Start of PROVIDED RECORDS

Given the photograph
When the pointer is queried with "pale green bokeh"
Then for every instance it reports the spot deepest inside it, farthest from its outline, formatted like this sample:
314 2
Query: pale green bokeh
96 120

End of PROVIDED RECORDS

Your task is to reproduce exactly the lines that begin with the one containing "When the pointer" and continue to the end of the data, both ends included.

When the pointer is queried with "pale green bokeh"
Then for every instance it reports the spot deepest inside it, farthest from its outline, formatted like this sample:
314 2
Query: pale green bokeh
96 120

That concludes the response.